• **REQUIREMENT**
Give again, word for word, every line in the entries below from the line with "Place a dot on every instance of the man" up to and including the line with "Place a dot on every instance of the woman", and no other line.

• **SUPPLIED MATERIAL**
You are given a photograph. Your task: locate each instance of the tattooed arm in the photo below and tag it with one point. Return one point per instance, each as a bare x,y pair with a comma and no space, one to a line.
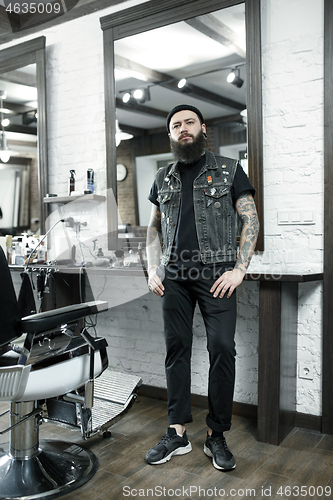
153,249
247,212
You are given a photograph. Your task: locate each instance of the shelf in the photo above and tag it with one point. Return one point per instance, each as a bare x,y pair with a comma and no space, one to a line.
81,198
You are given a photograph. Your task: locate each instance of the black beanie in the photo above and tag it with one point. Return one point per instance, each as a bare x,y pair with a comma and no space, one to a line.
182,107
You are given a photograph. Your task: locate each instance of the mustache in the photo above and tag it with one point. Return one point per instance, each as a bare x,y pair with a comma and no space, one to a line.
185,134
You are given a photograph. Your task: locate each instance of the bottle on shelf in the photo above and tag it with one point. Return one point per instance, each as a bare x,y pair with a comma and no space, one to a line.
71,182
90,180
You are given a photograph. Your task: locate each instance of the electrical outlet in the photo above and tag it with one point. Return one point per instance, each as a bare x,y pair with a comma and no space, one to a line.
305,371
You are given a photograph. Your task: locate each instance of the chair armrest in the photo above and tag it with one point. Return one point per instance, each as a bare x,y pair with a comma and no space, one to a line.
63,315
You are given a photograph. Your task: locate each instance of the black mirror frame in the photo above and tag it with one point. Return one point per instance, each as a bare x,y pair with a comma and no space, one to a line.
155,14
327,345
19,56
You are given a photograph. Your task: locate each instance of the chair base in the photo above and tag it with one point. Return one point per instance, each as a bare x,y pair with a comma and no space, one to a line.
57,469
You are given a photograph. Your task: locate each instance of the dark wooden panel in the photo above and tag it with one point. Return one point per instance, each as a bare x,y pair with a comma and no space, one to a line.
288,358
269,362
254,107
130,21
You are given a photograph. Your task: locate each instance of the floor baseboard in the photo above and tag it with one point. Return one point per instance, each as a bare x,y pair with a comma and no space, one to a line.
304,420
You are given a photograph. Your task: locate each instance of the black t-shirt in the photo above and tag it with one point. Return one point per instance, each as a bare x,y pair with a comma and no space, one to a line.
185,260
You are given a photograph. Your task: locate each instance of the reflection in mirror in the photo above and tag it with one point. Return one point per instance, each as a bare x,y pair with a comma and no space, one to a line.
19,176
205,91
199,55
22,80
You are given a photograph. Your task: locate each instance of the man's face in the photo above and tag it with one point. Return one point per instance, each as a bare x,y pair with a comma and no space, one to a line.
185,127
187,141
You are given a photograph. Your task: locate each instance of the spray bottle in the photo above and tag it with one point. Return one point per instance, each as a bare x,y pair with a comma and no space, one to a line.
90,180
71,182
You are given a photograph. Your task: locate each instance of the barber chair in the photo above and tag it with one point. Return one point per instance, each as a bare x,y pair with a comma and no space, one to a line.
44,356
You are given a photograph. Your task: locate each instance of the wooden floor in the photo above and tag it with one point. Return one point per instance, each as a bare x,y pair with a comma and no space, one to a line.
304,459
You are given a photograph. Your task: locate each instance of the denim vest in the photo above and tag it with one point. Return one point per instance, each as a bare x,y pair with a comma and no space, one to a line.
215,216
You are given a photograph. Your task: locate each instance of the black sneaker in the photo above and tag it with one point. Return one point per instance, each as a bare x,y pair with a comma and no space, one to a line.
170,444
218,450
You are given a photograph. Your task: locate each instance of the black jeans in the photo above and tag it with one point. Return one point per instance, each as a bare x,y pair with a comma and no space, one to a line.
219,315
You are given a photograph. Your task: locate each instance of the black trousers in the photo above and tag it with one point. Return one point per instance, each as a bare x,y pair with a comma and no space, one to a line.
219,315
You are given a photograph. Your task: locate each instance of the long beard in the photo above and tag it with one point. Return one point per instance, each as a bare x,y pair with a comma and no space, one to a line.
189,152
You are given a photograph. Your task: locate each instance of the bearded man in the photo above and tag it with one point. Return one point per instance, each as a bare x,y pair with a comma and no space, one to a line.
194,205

---

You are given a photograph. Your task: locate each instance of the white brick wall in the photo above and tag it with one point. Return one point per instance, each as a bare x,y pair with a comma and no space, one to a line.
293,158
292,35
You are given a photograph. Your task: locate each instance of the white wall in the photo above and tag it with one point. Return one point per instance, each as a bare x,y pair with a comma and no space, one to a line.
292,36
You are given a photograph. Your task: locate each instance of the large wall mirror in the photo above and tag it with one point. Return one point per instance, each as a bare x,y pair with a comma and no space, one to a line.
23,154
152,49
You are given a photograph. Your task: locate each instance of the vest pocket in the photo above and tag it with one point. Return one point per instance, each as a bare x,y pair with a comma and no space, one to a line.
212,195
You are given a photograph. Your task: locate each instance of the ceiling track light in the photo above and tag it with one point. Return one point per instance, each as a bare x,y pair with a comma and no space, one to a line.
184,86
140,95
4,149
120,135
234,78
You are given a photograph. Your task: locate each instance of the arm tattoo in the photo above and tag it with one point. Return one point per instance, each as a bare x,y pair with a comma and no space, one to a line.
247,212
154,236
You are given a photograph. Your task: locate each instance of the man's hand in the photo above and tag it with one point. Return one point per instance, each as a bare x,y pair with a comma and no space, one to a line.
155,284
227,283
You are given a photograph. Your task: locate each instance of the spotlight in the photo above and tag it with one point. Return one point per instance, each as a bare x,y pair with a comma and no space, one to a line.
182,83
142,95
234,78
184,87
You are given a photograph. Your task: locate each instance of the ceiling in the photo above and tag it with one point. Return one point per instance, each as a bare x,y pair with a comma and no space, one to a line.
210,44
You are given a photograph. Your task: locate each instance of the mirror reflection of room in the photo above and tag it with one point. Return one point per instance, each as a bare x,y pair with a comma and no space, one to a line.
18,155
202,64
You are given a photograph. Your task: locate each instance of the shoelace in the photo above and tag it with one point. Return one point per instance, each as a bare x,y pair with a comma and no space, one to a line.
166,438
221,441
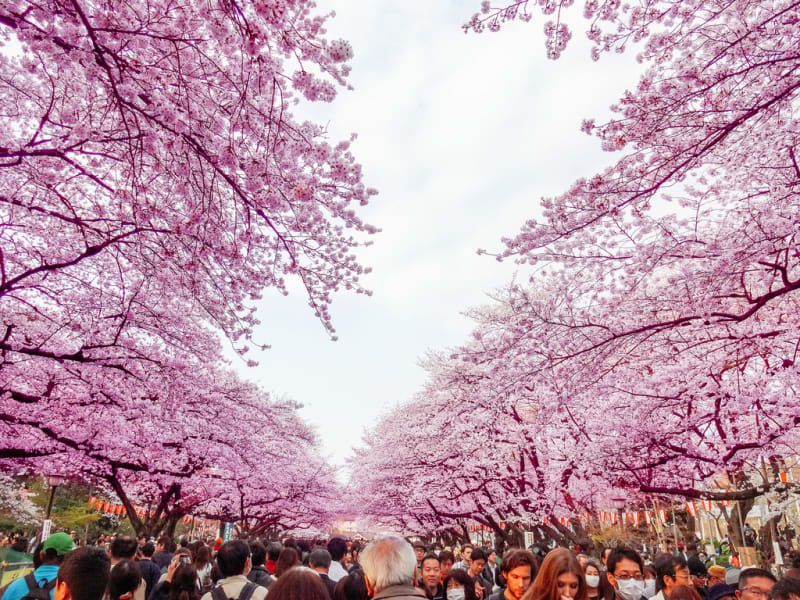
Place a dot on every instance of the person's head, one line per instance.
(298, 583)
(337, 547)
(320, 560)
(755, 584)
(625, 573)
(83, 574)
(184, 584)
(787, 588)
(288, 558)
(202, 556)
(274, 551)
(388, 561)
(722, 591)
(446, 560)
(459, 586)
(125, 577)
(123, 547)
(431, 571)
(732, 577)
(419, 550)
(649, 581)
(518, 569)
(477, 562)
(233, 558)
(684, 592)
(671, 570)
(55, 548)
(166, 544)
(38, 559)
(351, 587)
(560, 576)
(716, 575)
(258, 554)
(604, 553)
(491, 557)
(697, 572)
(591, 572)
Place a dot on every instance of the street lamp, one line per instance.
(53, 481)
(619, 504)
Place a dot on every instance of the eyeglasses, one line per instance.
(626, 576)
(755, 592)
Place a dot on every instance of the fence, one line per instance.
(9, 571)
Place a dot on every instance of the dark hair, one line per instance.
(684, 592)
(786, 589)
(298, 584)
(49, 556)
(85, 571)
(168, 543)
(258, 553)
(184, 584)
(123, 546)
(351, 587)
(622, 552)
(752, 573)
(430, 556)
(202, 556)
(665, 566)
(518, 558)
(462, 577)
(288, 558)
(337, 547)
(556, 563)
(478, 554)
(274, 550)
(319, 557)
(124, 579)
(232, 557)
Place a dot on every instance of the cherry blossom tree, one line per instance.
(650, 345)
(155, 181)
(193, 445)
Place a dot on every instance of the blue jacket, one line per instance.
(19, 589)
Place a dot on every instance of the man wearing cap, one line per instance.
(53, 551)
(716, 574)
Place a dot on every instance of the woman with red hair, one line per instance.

• **SOLUTION FOR THIS TASK**
Place a dot on every instance of the man wearing cap, one line per instance.
(53, 551)
(716, 574)
Place a dot on every instance of the woman with red hair, one line per instance.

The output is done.